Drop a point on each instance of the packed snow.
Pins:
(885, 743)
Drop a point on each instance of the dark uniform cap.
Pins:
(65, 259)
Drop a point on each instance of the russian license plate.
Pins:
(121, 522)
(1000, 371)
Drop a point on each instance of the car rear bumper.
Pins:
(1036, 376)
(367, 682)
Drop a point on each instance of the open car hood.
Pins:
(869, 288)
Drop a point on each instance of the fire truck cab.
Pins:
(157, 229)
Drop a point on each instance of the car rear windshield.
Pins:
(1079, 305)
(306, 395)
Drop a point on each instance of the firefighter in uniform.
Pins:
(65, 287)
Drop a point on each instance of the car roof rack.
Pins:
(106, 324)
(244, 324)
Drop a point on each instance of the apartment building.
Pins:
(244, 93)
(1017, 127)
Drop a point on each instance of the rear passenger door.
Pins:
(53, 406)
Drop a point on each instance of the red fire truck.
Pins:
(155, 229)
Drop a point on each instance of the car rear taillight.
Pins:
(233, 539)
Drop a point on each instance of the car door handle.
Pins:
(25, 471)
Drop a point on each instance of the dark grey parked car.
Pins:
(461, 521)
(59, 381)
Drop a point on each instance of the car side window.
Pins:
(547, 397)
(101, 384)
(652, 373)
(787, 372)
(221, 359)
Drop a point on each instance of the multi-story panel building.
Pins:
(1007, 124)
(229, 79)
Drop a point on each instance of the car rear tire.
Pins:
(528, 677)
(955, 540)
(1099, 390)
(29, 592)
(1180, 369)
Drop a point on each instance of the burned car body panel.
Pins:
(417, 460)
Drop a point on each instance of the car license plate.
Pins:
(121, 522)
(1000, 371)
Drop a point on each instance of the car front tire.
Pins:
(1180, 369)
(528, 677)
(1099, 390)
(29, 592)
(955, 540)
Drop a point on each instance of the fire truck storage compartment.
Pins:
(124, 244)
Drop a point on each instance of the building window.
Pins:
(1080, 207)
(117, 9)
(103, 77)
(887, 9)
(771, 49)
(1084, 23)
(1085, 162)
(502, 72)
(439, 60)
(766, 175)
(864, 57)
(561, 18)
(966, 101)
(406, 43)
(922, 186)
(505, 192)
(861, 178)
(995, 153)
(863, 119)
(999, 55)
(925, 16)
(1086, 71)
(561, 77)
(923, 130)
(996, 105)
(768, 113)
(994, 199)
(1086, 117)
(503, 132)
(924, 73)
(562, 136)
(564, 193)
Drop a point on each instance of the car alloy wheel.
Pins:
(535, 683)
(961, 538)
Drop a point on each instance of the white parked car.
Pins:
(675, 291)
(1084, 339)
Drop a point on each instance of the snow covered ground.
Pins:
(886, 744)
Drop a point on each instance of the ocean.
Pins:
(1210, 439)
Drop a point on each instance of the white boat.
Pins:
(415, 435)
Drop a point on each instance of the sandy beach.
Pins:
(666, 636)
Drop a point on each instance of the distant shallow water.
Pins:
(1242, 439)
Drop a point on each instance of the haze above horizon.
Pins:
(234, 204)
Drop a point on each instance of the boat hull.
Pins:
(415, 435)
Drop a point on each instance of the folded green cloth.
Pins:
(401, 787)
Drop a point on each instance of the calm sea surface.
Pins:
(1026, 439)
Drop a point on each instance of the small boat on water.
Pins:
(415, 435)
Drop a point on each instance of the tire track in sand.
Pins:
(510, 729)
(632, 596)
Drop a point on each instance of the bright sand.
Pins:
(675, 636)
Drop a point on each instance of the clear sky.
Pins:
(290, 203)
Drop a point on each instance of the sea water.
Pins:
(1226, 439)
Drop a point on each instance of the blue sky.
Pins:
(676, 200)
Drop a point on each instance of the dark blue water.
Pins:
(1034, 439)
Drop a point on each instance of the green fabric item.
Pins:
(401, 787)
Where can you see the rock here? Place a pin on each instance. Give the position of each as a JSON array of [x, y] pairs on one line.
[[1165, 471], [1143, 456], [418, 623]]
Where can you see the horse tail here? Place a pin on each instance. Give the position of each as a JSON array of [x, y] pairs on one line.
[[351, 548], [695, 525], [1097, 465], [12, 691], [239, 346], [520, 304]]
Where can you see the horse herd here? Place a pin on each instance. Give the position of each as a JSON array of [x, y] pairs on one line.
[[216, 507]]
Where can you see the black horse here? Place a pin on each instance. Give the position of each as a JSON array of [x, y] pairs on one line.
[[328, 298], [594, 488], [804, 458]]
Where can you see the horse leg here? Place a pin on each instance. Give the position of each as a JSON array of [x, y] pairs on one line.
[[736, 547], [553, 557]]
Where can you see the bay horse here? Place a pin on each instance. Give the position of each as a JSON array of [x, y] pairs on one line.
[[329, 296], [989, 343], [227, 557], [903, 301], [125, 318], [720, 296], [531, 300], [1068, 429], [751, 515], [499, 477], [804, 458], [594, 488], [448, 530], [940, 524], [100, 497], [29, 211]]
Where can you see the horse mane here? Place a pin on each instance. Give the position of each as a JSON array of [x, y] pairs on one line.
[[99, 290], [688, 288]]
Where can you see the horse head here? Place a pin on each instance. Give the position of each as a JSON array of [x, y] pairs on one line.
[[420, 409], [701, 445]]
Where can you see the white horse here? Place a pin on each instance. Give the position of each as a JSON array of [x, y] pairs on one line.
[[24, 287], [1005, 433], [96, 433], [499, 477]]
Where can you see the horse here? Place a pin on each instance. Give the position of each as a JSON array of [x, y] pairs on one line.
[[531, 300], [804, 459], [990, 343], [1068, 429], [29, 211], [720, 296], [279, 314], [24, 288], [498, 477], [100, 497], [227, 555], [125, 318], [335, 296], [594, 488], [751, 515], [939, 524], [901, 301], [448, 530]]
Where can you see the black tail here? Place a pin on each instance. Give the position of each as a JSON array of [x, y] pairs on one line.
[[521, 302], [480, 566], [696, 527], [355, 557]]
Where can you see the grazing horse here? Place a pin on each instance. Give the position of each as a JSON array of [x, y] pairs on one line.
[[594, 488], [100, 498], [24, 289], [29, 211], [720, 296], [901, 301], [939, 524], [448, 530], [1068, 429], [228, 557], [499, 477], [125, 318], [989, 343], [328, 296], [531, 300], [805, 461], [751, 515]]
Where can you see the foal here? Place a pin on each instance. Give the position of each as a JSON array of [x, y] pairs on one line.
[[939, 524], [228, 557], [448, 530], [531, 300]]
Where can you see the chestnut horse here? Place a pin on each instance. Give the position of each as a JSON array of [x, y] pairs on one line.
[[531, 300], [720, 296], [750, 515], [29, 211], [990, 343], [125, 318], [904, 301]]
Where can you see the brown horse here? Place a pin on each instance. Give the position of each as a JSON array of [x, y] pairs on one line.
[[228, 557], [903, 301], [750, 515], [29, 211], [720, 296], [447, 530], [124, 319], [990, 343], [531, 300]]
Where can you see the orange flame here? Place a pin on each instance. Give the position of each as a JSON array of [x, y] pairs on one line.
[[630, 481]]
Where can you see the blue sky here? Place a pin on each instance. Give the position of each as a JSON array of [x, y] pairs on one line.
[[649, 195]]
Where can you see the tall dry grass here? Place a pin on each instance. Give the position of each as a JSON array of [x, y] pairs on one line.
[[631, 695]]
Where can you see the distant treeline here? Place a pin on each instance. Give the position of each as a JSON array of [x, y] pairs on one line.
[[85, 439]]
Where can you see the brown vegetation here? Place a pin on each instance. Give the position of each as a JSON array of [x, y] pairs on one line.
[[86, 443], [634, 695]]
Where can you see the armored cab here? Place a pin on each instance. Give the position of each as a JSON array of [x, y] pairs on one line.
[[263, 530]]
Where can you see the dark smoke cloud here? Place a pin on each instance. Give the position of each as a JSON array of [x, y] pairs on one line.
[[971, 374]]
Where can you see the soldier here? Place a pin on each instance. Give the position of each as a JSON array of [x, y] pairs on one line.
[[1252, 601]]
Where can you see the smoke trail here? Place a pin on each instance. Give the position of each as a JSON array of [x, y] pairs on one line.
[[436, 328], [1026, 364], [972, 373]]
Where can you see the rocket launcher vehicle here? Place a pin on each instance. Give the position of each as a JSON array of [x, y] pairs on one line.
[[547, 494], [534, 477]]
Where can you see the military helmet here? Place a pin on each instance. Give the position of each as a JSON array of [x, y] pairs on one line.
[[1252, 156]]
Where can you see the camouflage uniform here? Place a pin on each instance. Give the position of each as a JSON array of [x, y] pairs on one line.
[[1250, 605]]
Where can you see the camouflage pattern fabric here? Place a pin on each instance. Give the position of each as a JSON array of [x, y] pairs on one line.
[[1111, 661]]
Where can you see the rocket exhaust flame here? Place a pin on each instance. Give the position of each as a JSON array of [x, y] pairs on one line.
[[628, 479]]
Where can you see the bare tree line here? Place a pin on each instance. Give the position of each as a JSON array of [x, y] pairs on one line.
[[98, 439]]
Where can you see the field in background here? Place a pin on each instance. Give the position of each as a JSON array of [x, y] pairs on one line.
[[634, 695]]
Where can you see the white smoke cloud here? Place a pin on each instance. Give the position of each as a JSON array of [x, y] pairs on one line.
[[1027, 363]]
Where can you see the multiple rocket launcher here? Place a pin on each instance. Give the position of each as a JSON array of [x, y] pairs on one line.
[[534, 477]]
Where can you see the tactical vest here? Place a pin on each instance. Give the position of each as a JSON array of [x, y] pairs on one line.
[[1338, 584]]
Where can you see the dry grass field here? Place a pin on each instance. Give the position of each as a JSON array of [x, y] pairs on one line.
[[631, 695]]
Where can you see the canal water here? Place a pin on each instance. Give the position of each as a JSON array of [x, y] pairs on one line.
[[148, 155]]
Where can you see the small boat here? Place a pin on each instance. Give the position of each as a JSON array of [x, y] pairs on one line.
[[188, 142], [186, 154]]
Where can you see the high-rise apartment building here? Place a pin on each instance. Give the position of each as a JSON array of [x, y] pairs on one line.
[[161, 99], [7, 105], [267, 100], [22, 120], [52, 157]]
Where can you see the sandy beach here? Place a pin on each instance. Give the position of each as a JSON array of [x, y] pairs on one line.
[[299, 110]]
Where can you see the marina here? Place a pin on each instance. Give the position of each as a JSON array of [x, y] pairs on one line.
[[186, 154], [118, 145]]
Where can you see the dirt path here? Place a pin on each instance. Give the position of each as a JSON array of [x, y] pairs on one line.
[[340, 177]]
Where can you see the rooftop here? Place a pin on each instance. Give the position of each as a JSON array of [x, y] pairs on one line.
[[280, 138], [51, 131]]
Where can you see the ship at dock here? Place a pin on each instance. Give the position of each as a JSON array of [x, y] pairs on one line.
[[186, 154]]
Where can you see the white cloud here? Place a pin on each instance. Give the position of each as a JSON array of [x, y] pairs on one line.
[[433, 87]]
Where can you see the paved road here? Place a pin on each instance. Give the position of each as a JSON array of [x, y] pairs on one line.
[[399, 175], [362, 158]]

^^^^

▶ SET EXERCISE
From the line with "Where can you see the rooftop" to the last line of the material, give every line again exactly, and only those lines.

▶ PROBLEM SOLUTION
Where can you see the rooftop here? Place a pin on each instance. Give the position of each as a JSON array of [x, y] pairs on one line.
[[280, 138], [51, 131]]
Where can you see the ship at dock here? Place a pin on each instance. Give the position of each as a JSON array of [x, y] pairs on one line.
[[186, 154]]
Where can you see the white cloud here? Place a pin on each instance. Give the position of each as a JSON array of [x, y] pairs on one line.
[[433, 87]]
Where can you see the paved road here? Place a pin on each instance. Give the position of each as a JSON array of [x, y] pairs on one line.
[[399, 175], [362, 158]]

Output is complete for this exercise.